● **O que fazer**
a) No texto sobre o mágico de Cascais, o que consultou o homem para saber onde encontrar a joia de maior valor?
b) Enumere todas as personagens que aparecem no texto sobre o mágico de Cascais.

● **Texto do documento**
────────────────

Lá para as bandas de Cascais terá vivido em tempos, num grande castelo, um homem poderoso dotado de poderes de magia maléfica.
Habituado a tudo ter, decidiu um dia casar-se sem demora. Orgulhoso e possessivo, não lhe servia qualquer uma. Só o melhor concebia. Para isso, consultou a sua lâmina mágica que lhe indicou onde poderia encontrar a joia de maior valor. E, imediatamente, mandou buscá-la.

Quando a moça foi levada à sua presença, o mágico ficou atónito com a sua beleza perfeita e notando a indiferença com que o olhava, logo o acometeram os mais violentos ciúmes.
Desejoso de a manter só para a sua vista invejosa e colérico por não conseguir o seu apreço, encerrou-a numa torre inacessível, perto do mar e para a guardar como um tesouro destacou um fiel cavaleiro, que nunca a tinha visto.

────────────────

● **Registos de dados**
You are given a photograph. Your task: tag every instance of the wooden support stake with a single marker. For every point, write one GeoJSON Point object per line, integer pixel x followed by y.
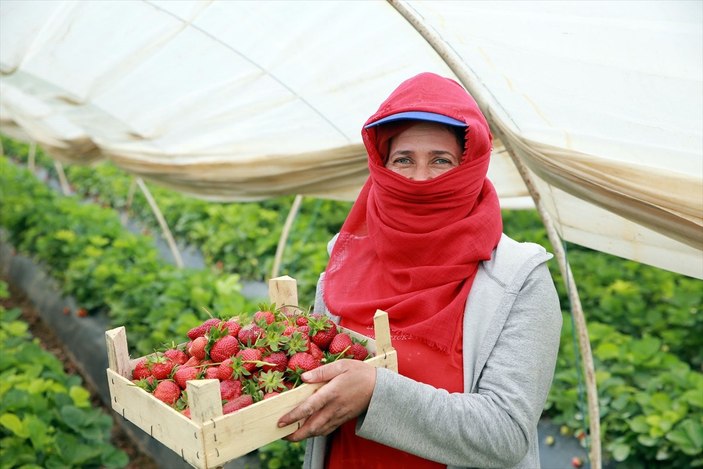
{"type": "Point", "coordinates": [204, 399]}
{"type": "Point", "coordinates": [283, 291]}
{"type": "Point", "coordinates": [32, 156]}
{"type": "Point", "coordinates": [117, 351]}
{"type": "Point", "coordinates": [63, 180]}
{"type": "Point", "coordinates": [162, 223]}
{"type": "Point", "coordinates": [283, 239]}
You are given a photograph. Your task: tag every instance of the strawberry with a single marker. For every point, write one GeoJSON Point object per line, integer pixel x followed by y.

────────────────

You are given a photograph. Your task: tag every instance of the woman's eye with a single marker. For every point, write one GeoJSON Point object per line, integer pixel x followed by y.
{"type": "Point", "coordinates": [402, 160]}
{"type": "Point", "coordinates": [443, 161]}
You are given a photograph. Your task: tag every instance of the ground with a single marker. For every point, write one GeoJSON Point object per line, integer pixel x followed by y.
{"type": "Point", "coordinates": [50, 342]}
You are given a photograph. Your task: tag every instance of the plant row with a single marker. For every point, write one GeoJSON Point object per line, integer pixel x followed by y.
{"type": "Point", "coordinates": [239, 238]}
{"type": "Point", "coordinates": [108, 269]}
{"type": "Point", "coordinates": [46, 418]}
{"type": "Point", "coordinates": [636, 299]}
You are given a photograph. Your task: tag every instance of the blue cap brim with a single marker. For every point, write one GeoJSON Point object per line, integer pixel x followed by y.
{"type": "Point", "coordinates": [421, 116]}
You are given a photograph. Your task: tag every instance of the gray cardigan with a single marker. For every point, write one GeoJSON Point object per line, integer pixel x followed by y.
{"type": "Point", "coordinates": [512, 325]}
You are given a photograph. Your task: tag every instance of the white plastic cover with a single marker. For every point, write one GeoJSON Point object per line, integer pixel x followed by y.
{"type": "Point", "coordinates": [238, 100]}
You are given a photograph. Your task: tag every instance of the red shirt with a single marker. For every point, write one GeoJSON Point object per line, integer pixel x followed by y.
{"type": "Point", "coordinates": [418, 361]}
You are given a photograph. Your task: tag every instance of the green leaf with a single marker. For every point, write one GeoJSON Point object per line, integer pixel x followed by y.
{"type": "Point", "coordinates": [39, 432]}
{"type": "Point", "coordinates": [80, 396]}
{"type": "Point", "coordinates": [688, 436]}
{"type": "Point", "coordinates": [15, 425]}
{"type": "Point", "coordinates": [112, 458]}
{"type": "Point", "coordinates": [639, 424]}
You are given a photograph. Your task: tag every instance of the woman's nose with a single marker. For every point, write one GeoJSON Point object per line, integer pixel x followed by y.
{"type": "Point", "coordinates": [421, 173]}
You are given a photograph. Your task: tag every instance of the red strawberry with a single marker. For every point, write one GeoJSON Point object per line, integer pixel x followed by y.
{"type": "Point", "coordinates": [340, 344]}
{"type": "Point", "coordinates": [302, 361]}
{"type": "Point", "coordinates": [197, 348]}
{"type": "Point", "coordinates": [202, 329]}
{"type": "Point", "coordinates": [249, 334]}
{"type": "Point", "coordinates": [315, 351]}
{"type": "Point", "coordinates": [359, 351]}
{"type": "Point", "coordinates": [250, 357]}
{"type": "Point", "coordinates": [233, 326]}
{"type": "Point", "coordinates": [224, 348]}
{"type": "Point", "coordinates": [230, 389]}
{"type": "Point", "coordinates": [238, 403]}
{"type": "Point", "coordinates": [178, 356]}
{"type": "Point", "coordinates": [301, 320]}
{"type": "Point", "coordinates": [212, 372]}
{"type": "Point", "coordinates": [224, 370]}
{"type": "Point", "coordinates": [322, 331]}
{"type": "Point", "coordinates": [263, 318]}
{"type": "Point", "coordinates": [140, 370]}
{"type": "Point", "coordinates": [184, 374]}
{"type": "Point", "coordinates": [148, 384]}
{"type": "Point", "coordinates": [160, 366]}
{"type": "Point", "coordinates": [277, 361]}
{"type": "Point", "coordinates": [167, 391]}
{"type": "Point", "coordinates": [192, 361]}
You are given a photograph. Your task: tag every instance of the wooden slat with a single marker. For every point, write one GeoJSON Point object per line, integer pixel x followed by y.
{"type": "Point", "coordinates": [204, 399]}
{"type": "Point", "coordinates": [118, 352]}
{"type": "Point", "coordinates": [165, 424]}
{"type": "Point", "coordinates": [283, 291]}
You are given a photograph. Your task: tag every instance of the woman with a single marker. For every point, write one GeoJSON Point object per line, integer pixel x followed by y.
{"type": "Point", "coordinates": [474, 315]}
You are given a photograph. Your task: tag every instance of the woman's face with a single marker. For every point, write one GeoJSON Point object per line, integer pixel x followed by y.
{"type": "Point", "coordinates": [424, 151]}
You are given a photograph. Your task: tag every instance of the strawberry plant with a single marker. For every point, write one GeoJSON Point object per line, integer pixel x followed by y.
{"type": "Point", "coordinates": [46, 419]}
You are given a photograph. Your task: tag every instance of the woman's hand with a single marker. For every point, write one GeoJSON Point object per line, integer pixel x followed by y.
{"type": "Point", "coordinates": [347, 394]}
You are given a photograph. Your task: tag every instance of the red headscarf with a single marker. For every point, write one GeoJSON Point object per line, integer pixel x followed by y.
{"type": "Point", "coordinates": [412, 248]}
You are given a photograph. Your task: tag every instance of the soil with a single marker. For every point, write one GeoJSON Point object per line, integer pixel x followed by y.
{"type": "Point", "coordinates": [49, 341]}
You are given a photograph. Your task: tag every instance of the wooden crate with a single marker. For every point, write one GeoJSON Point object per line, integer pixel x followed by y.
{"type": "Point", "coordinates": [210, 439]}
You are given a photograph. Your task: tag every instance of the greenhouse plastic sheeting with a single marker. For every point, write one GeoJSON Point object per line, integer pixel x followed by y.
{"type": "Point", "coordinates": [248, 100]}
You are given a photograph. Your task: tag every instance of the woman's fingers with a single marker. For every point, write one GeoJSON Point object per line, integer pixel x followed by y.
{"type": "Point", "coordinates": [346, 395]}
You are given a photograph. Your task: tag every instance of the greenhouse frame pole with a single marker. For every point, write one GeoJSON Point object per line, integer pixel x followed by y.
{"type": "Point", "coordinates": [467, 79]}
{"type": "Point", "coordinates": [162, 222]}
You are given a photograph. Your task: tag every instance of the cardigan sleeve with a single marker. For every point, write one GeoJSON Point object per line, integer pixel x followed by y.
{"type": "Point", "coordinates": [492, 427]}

────────────────

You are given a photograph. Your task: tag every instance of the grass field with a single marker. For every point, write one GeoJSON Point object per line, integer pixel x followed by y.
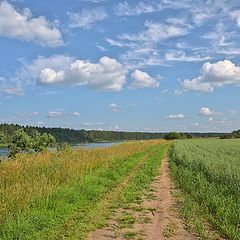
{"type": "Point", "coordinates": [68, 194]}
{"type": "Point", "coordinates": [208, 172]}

────────────────

● **Respostas por ordem**
a) A sua lâmina mágica.

b) O homem poderoso (o mágico), a moça e o fiel cavaleiro.